GOAL – Can you rewrite every line, starting with the line with "I will give" and going on through the line with "[295,3,342,42]", keeping the requests unchanged but increasing each bounding-box coordinate in the answers by 102?
........
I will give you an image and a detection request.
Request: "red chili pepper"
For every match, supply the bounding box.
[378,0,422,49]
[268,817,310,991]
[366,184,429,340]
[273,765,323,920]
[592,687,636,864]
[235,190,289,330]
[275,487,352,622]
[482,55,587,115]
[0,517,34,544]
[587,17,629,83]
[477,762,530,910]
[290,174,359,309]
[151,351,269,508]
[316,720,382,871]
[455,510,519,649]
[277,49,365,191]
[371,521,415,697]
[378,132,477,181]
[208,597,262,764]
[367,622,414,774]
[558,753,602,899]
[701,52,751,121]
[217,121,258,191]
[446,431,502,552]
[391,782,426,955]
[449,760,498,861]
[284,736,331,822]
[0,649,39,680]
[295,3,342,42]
........
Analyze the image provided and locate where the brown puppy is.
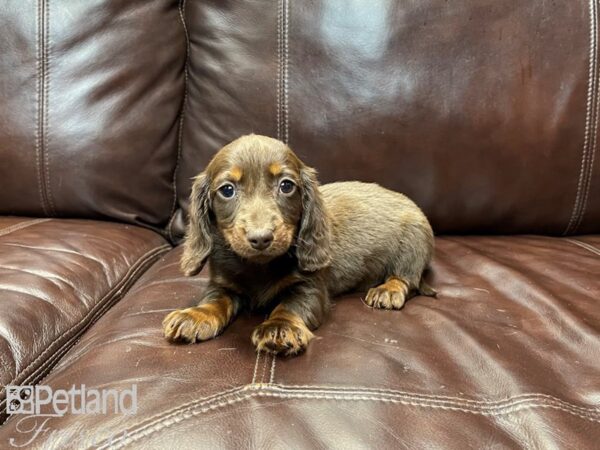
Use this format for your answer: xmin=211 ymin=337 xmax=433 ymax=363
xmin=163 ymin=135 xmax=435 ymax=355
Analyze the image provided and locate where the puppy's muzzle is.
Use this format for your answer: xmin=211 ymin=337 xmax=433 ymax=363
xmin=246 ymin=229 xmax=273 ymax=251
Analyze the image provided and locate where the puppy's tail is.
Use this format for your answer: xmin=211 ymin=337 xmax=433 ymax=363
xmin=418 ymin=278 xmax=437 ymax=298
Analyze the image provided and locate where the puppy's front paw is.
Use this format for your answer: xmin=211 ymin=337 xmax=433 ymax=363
........
WRITTEN RESPONSE –
I will give you an image and a detection request.
Request: "red chili pepper"
For every match, supply the bounding box.
[480,102,524,151]
[370,919,412,1093]
[468,286,531,442]
[375,867,425,1022]
[694,789,738,966]
[337,292,391,432]
[377,589,454,724]
[584,157,689,217]
[102,619,136,646]
[689,119,731,185]
[579,864,632,1012]
[392,276,461,411]
[253,453,371,610]
[418,822,484,973]
[557,612,621,751]
[379,151,467,293]
[473,623,517,799]
[480,234,579,283]
[310,699,364,866]
[469,724,516,876]
[660,855,704,1001]
[803,154,853,223]
[319,223,360,293]
[548,533,604,654]
[493,884,528,1057]
[551,862,600,963]
[386,838,433,924]
[102,751,141,782]
[397,105,444,144]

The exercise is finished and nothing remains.